EXCERPTED PASSAGE:
## BEGIN
One of the striking things about Steven Soderbergh’s new film, No Sudden Move, is the persistent use of a fisheye perspective. The very space of the film is concave, curved back on itself at its limits—as if someone were folding the ends just so. The screen is no longer a neutral site of representation, a blank slate that disappears into the background, making way for the images, character, ideas, action. The screen itself is now inflected and so, in turn, inflects the action, characters, and images as they elongate, stretch, fold. No longer content to fade into the darkness, the folds of the screen become constitutive of the action—indeed, they become action itself.

This is apropos for a film in which every character is a self-interested perspective on events. There are no bystanders in this film: everyone has something they want, everyone turns on everyone else. The film is a veritable, and relentless, wobbling as betrayals and twists are not just apogees within a narrative arc but are the very construction of the film. There is no hero, no good guys and bad guys, no neutral character conveying information. Everyone is part of the action, creating the action, even if no one is on the same page. So of course there is a squish of the screen.

But the screen will never have been neutral. The world is not a stage on which we act; the world is in on the action. We are as reactive as we are active, caught up in the shapes and shenanigans of the ground beneath our feet and before our eyes— all of us ebbing and flowing along with the push and pull of suns and moons. The terrain and weather are not extraneous elements added to the drama of human life: they are constitutive of human life. Everything everywhere, across all time, is a point of inflection, at once inflected and inflecting the bodies around it.

I love how the dancers contort themselves to stay in frame. Suddenly, the frame is not an outside limit term but becomes a line of force pervading the image itself.

One day many years ago, I was suddenly struck by Matisse’s The Dance. The dancers all work so hard to stay in frame, even contorting themselves. The canvas—or screen—is not a silent backdrop. On the contrary, the limits of the frame help determine the shape of the dance itself, how the dancers move, what their bodies do. The screen is coercive—and not just by creating a hard and fast limit between outside and inside but by moving bodies themselves: the limit of the screen becomes a line of force, shaping the action.

For Frank Stella, there is no frame. Container and contained become one and the same. It’s funny, then, that while he effaces the limits to his images, he still finds such extreme geometric order, such propriety of form. You’d think things would get wilder. But not for Stella, it seems.

Frank Stella famously refused the frame completely. His images and his frames are absolutely congruent. There is no container and no contained: it’s all image, from the middle to the limit and back. Funny, then, how orderly his universe is. You’d think that once there was no limit per se that the action would be wilder. Not for Stella, it seems.

Kara Walker projects the shadows of the ghosts of our history onto the walls around us. Her images are not just what’s on the wall; they’re the ghosts around us that we can’t see—but she sure can. At some point, we come to realize that there is indeed a frame and that we’re milling about inside it.
## END
TASK INSTRUCTIONS:
1 > Gather every line of the records that contains the word "foam" and copy each one out.
2 > Carry on the essay about screens and frames, writing on from the end of its last paragraph.

ENTRIES PROVIDED:
## BEGIN
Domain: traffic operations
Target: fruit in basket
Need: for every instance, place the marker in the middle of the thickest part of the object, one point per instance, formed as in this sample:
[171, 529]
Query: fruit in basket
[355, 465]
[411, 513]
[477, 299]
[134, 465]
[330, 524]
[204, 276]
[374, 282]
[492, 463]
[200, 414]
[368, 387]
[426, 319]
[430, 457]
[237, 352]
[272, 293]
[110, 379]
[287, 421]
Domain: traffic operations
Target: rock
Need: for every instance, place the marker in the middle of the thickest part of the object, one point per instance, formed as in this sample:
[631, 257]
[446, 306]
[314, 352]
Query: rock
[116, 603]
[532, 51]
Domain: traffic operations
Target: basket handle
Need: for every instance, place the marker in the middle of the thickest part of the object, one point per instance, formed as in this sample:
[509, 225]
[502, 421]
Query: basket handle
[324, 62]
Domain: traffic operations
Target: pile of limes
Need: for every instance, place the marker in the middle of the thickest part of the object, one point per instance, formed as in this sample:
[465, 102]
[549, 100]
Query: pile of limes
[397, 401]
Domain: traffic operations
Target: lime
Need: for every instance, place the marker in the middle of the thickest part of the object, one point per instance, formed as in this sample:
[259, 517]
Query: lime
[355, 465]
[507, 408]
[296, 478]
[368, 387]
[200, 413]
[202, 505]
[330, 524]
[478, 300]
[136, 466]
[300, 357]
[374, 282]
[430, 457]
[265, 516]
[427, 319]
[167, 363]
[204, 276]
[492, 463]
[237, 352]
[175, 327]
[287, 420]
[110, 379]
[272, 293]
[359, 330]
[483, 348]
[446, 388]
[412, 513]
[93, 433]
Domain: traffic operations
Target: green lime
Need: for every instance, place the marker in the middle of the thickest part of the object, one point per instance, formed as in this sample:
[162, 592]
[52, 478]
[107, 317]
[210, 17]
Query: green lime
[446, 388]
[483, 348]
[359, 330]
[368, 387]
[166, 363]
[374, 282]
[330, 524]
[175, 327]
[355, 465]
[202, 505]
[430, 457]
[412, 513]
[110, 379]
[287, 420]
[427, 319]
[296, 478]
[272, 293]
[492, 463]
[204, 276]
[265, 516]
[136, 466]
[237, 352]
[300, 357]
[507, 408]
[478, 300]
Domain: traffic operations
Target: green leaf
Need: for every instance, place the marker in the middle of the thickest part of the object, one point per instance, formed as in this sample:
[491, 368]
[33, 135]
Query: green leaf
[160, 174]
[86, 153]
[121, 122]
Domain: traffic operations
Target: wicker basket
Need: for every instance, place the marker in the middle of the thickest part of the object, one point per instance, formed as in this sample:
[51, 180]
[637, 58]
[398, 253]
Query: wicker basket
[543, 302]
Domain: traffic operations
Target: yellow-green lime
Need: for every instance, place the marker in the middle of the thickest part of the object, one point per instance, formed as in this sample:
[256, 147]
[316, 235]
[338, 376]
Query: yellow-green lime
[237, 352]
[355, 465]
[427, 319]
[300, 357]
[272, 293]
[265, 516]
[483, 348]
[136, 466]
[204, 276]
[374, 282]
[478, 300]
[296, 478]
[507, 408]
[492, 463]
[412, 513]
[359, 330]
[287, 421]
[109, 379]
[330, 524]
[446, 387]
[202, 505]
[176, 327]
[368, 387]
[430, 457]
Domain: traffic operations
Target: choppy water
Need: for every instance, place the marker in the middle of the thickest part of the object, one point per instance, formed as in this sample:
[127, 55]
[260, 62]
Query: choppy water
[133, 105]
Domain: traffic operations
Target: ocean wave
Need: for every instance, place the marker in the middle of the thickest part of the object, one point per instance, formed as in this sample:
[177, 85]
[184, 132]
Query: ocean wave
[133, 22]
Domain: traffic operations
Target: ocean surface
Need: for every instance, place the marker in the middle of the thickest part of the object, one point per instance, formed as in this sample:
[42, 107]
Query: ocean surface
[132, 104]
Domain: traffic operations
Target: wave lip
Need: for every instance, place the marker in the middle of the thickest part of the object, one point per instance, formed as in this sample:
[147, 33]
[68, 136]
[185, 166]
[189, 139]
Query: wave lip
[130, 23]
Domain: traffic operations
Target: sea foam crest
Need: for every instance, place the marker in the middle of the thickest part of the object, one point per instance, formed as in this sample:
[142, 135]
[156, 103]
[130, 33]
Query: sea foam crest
## END
ANSWERS PER TASK:
1 >
Target: sea foam crest
Query: sea foam crest

2 >
For Kara Walker, the frame is the space of the gallery, her images unbound. In a sense, they share our space, moving among us at the limits, as shadows of figures we can’t see but that she sure can. This silhouettes are a negative space, a projection by the light of life itself illuminating our history, giving form to the ghosts of time. For Walker, the frame is not just the walls on which she creates her images; the frame utterly collapses as we, as viewers, find ourselves sharing space with these ghosts—even if we can only see their shadow. What makes Walker’s art so powerful is that, at some juncture, we realize there may be a frame—and that we’re milling about inside it.

Matthew Ritchie creates maps of emergent and possible worlds that become the territory itself. Frames abound for Ritchie—not as containers but as local sites of meaning, a meaning that sprawls unabashedly across the walls and floor around it.

Matthew Ritchie maps worlds, emergent, possible, and real. But, in a nifty move, his maps become the territory—his very act of diagramming, of mapping, becomes the space in which we dwell. Unlike the severe propriety of Stella, Ritchie’s worlds are unwieldy. They cannot be contained. But what’s odd is that there are still frames, these local forces of containment that maintain their local rule even as their constituents, his images, break free to the walls and floors around them.

In Francis Bacon: The Logic of Sensation, Deleuze argues that the canvas will never have been blank. On the contrary, the canvas is always already inundated, saturated, with cliché, with images and gestures of every sort, from every source. The job of the artist, Deleuze maintains, is not to create something from nothing but to erase and break cliché in order to create something new from the cemetery of images. In this sense, the canvas/screen is never blank; it is always filled, always a set of images and forces to negotiate.

I want to extend this to include the materiality of the screen, its very extension in space. As screens have proliferated, so has the content to fill them—and they all, almost to a t, follow the same constraints and limits of the screen.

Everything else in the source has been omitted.